> **READING TEXT**:
-*-

Research tells the story of a fast-transitioning marketplace. In Intuit’s most recent Small Business Insights survey, more than 70% of small businesses reported regularly using AI tools. A smaller survey, by Small Business Expo, cites similar usage levels and notes that 79% of those using AI reported measurable reductions in costs or improvements in efficiency. Meanwhile, aiming squarely at the heart of the traditional lender’s value proposition, a recent Forbes article described how AI is helping small businesses identify new funding sources while enabling alternative lenders to assess creditworthiness more quickly — creating an opening for fintechs and others to bypass banks.
But the power of AI is equally at the disposal of those who traditionally serve these small business customers. For community banks and credit unions, AI’s strategic threat is also a strategic opportunity.
Financial institutions that integrate AI-driven financial insights into their digital experiences can remain central to their customers’ financial operations. But those that don’t may find small business customers moving somewhere else.
Why, and How, Small Businesses Are Leaning In
To understand what’s at stake for community banks and credit unions, it helps to start with what small businesses actually value about AI — because, for the moment at least, it’s less about transformation than about relief.
Small business finance teams are usually very small. In many cases, the entire financial operation may be handled by a single person, who is responsible for bookkeeping, financial analysis, reporting, forecasting, and vendor management. AI tools free these individuals to add value elsewhere and head off the need to add additional full- or part-time resources.
Use cases include analyzing transaction histories and forecasting cash flow, categorizing vendor spending, tracking supplier cost changes, and flagging upcoming payments. In many use cases, business owners find themselves routinely asking AI to confirm whether payments have cleared or a deposit has arrived, bypassing their banking portal entirely. Clients are also using AI for reporting, including to generate templated summaries needed for month-end close, and craft documents for shareholders or boards.

-*-

> **DATA BLOCK**:

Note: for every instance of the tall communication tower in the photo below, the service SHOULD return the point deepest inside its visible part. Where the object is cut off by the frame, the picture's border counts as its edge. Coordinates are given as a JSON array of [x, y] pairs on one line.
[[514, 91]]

-*-

> **PROBLEM SET**:
- A) Using the passage on small businesses and AI, not the material, decide whether each statement agrees with it. Answer yes or no for each and quote the words that decide it.
(i) Intuit's survey found that more than 70% of small businesses regularly use AI tools.
(ii) The Small Business Expo survey was larger than Intuit's survey.
(iii) At many small businesses, one person handles all of the financial work.
- B) Extend the passage on small businesses and AI past its final sentence, keeping its subject and tone.

> **SOLVED PROBLEMS**:
- A)
(i) Yes: "more than 70% of small businesses reported regularly using AI tools"
(ii) No: "A smaller survey, by Small Business Expo"
(iii) Yes: "the entire financial operation may be handled by a single person"

- B)
Such work previously consumed hours of manual effort and — traditional financial institutions take note — relies almost entirely on basic data pulled from a business banking account. To access it, some users are simply exporting CSVs and dropping them into AI. Others may be using QuickBooks’s built-in AI. And more sophisticated businesses are using MCP servers, granting LLMs access to read their account data.
Reasserting Primacy Amid AI’s Steady Advance
The growth of readily-available AI-powered financial analysis introduces a structural challenge for financial institutions because it positions the bank as a passive source of data rather than the center of the customer’s financial activities.
This dynamic has major implications for bank primacy. Historically, the primary financial institution was the one where customers logged in most frequently to review balances, monitor activity, and manage finances. As AI tools become more capable, customers may begin interacting more with external assistants than with their bank’s digital channels, reducing loyalty.
“Community banks and credit unions are now asking if this shift means they will have less traffic to their mobile app or digital banking platforms, and the answer is yes,” said Yaro Melnyk, Group Technical Product Manager, Narmi, in an interview with The Financial Brand. “In the same way that banks had to digitize and then create mobile apps, and there was a process for doing that, they’re going to have to adjust to this new reality where LLMs are a new channel to engage with customers.”
But community banks and credit unions can remain central to customer relationships by embedding purpose-fitted AI tools that help businesses understand and manage their finances.